(Excerpts from a detection dataset)
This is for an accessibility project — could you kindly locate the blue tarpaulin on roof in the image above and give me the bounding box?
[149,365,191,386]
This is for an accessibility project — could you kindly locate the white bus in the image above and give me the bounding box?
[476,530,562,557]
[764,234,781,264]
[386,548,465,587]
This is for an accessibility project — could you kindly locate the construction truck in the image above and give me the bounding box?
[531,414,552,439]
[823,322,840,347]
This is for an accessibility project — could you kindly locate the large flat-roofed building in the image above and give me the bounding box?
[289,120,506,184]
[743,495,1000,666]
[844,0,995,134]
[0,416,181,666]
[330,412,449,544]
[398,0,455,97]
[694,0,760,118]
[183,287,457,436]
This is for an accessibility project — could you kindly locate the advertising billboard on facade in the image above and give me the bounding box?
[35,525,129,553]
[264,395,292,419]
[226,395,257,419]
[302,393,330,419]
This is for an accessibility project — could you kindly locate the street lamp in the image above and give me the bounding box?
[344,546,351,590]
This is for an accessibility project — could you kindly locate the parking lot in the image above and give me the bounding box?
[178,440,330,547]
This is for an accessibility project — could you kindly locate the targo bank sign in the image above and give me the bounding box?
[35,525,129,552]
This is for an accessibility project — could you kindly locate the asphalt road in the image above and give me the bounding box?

● **Given request**: Echo every line of the entries above, word for word.

● **Result**:
This is for an accessibility project — could you kindly locate the blue tarpaulin on roof in the image above and give me the bounding box?
[149,365,191,386]
This is for an accessibility project — could you kindly locate the white bus in the image above and give me the bounding box?
[476,530,562,557]
[764,234,781,264]
[386,548,465,587]
This is for an accessibility project — could you kindly locate the construction truck in the image above and give me the bounding box?
[531,414,552,439]
[823,322,840,347]
This is for an accessibility project — could you kindly locate the large flat-roofed building in the image above and give me the bounding box?
[289,120,506,184]
[743,495,1000,666]
[844,0,995,134]
[0,416,181,666]
[330,412,449,544]
[398,0,455,97]
[694,0,760,118]
[183,287,457,436]
This is for an accessibility project — could you kindly locate the advertising billboard on facade in the image above and give me the bounding box?
[35,525,129,553]
[264,395,292,419]
[226,395,257,419]
[302,393,330,419]
This is for an accessibility project — could you kindly locate the street lamp in the image above and give me the bounding box?
[344,546,351,590]
This is for an accessibility project — could you kindly locate the parking lot in the image above and give me the bounding box?
[178,440,330,547]
This is for an accessibility project — could you kindly locate the targo bank sign in the image above and give me the bounding box?
[35,525,129,552]
This is for an accessibility project — could you kindly locate the asphalt road in the image above and give me the bounding box?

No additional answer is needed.